Quote the lines from the one containing "Tag the window with" through the one containing "<point>599,128</point>", including both, and leave the pictures out of your answer.

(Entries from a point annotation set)
[START]
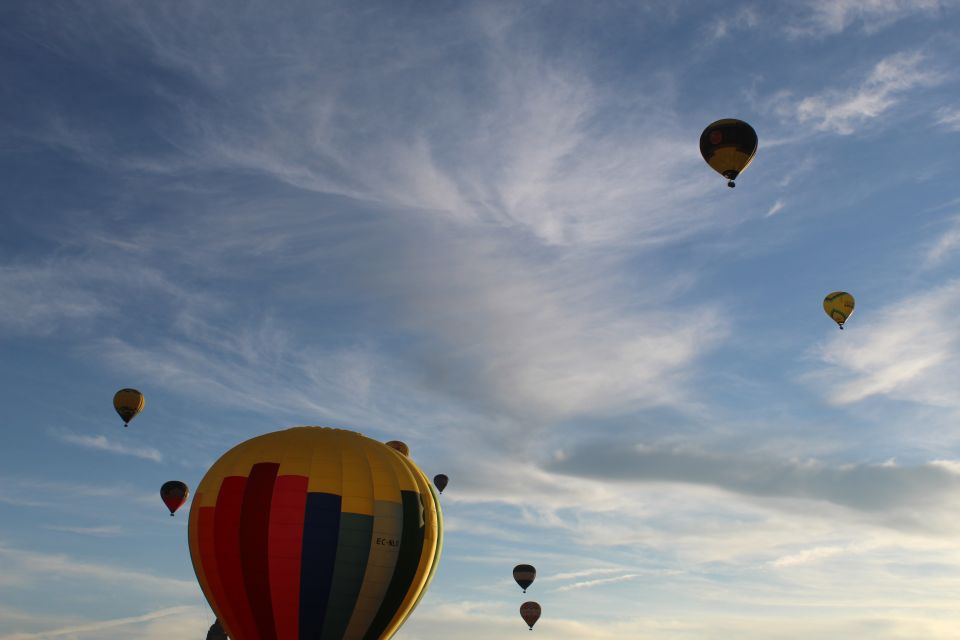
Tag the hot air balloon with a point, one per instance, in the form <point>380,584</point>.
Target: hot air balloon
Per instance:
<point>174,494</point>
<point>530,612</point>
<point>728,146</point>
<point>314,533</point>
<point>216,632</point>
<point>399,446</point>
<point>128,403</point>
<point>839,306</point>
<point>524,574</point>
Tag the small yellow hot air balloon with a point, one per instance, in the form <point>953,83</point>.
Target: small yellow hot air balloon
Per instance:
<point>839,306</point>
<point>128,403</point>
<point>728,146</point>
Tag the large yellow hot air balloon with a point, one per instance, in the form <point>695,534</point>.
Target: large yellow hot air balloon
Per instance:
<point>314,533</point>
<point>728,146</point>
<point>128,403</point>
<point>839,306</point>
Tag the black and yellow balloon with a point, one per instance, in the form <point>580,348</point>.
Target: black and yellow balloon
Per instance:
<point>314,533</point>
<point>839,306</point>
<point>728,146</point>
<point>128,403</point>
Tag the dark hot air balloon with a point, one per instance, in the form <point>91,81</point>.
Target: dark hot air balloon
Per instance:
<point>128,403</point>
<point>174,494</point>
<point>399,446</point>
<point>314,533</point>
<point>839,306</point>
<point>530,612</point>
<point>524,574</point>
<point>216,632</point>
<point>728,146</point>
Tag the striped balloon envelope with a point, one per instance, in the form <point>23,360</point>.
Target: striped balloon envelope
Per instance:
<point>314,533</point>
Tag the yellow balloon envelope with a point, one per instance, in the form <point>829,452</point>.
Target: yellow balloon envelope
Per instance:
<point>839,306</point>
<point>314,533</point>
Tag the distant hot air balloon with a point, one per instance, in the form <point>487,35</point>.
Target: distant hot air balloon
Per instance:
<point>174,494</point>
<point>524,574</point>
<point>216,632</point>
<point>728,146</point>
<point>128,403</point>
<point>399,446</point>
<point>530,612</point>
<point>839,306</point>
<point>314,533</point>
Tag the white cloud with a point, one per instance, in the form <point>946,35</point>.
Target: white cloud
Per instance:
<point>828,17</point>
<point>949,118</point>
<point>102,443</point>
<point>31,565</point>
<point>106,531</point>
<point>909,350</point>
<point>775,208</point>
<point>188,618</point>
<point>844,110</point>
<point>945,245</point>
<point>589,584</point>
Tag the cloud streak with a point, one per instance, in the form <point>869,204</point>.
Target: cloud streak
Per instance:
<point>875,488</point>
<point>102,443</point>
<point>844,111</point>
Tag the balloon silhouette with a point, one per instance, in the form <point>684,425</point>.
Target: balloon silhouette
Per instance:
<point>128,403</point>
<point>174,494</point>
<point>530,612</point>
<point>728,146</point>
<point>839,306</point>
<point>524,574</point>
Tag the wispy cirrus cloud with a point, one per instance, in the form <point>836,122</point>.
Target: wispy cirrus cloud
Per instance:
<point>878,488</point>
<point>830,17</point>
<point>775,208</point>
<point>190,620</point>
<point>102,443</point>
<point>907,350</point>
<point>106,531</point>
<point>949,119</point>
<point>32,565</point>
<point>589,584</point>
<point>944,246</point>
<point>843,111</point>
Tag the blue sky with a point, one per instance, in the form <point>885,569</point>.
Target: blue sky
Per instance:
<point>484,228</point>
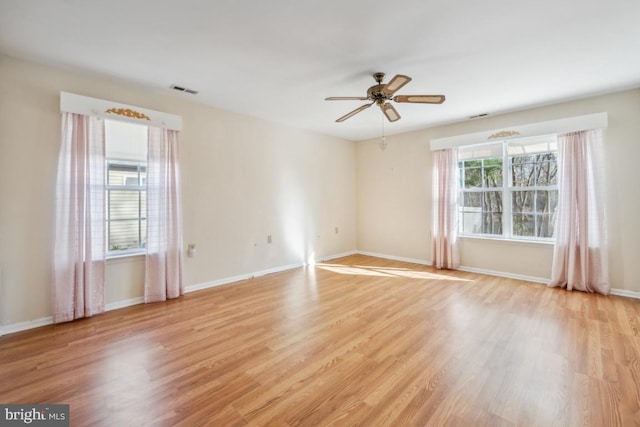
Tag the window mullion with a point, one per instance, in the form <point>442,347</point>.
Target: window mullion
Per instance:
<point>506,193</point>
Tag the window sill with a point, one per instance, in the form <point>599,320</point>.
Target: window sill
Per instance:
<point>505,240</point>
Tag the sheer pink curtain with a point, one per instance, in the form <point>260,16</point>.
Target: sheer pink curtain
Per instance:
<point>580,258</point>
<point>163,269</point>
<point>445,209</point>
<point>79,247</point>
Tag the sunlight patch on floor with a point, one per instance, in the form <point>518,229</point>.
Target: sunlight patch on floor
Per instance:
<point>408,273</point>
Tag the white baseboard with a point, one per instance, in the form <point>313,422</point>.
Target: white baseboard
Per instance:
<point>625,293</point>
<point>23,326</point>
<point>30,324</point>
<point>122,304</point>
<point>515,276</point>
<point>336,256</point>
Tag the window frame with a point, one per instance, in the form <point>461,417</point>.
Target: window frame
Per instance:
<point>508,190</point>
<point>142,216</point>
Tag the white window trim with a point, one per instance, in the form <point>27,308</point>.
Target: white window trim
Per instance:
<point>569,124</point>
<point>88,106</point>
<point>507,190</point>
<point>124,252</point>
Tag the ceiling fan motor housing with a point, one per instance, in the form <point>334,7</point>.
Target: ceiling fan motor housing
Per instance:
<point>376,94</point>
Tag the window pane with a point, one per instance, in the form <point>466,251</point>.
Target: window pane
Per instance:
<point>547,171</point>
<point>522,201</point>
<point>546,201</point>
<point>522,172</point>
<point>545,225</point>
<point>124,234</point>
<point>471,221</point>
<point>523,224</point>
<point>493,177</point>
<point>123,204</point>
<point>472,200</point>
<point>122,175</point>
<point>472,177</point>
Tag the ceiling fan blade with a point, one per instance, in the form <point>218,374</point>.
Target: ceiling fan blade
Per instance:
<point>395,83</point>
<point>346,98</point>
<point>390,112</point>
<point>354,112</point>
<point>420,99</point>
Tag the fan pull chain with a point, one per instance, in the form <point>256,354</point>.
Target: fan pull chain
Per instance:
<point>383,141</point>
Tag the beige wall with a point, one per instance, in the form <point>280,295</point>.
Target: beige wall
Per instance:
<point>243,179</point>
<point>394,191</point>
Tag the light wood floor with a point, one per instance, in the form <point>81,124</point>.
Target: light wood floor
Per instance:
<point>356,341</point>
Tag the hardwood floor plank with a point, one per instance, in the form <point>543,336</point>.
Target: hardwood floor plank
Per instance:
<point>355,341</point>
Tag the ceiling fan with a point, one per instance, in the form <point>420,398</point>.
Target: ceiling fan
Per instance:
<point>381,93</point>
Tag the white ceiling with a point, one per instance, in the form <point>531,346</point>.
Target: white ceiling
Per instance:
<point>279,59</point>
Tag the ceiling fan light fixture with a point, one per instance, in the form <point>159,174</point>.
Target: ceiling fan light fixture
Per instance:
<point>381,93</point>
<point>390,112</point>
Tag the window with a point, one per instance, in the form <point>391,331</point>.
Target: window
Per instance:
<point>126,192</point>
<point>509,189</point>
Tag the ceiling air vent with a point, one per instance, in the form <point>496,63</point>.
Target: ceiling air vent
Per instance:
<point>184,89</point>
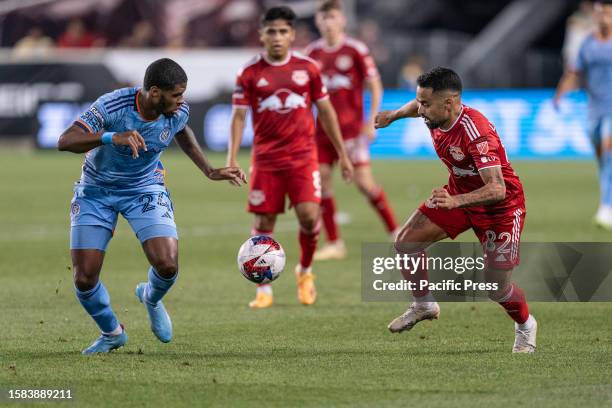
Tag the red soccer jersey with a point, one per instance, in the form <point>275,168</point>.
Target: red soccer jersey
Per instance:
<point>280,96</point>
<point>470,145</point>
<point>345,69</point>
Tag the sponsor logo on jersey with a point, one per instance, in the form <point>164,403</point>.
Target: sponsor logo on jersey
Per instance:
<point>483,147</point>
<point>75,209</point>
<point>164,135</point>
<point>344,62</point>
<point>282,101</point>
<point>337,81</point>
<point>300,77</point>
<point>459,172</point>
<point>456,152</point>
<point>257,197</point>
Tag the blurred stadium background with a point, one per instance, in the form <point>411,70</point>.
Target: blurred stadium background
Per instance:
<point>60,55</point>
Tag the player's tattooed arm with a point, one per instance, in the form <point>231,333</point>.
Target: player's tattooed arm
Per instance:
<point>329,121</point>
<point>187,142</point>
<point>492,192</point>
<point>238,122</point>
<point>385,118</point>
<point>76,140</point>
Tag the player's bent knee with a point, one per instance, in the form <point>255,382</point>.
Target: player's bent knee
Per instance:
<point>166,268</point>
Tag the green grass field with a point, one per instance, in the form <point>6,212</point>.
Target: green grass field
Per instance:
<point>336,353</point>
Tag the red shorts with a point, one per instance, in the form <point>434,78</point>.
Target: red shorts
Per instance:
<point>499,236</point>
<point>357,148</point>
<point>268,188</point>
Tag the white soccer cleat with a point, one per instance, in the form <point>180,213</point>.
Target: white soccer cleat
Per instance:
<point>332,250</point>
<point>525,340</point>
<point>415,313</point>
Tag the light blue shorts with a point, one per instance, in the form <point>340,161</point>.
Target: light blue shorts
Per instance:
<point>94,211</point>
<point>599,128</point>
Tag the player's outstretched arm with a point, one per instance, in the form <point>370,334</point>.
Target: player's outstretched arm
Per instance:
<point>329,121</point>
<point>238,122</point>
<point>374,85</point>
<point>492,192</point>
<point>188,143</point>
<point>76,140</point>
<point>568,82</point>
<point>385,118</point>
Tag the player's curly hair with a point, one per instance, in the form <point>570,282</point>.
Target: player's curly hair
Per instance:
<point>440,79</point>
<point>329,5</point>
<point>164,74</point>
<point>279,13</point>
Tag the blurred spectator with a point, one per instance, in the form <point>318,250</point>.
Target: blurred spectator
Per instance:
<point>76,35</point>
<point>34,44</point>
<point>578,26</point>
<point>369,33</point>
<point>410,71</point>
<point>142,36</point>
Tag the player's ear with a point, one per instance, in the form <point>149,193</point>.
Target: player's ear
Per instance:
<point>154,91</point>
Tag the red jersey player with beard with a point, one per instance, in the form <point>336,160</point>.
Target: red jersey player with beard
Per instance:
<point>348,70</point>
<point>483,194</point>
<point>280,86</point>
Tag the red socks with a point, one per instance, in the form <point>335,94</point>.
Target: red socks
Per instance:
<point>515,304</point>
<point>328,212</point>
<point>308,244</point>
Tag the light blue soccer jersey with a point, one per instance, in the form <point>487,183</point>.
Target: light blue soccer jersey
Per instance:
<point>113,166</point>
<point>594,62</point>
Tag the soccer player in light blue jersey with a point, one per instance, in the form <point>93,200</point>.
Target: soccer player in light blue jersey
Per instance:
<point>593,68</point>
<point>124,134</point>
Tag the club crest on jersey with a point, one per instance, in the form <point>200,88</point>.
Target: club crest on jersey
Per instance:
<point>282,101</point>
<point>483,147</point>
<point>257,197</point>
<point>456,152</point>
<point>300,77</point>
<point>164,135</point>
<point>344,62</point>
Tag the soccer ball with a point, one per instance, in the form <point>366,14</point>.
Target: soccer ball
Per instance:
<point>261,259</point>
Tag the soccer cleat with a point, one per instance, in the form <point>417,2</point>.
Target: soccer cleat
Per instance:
[END]
[The result]:
Tag the window with a point, one per instance, in the form <point>391,331</point>.
Target: window
Per instance:
<point>126,192</point>
<point>509,189</point>
Tag the ceiling air vent with a point, one per instance, in the form <point>496,63</point>.
Target: ceiling air vent
Per instance:
<point>184,89</point>
Tag the red soccer jersey with a point, one per instance, in the form <point>275,168</point>.
Target: red soccer jersey
Per instance:
<point>280,96</point>
<point>470,145</point>
<point>345,69</point>
Tag the sponsor logo on jersey with a point, one per instance, in the form <point>164,403</point>.
Target: sponsor logo on jersey
Per instance:
<point>483,147</point>
<point>75,209</point>
<point>164,135</point>
<point>344,62</point>
<point>282,101</point>
<point>337,81</point>
<point>300,77</point>
<point>459,172</point>
<point>456,152</point>
<point>257,197</point>
Tag the blurred stadium background with a point, one per instance, in the form <point>411,70</point>.
Target: blurred stadium background
Per instance:
<point>60,55</point>
Tag the player's tattooed arm with a point, one per instance, in the form <point>231,333</point>.
Target: player's tattooed arm
Per instance:
<point>329,121</point>
<point>187,142</point>
<point>492,192</point>
<point>238,122</point>
<point>385,118</point>
<point>76,140</point>
Tag the player's bent knee with a point, one per instance, in the form <point>255,382</point>.
Target: player's bent knee
Per instance:
<point>166,268</point>
Tag the green grass field with a point, one per instance, in the form <point>6,212</point>.
Target: green grass field
Per instance:
<point>336,353</point>
Tag the red shorts with a point, one per instance, in the form <point>434,78</point>.
Target: red shorts
Per instance:
<point>499,236</point>
<point>357,148</point>
<point>268,188</point>
Tag the white soccer cleat with a point, one per instance, in the form <point>180,213</point>.
Target: white soccer cleat
Per instance:
<point>332,250</point>
<point>525,340</point>
<point>415,313</point>
Tag the light blue shorts with a point, one per instance, in the form <point>340,161</point>.
Target: light blue shorts
Per instance:
<point>94,211</point>
<point>599,128</point>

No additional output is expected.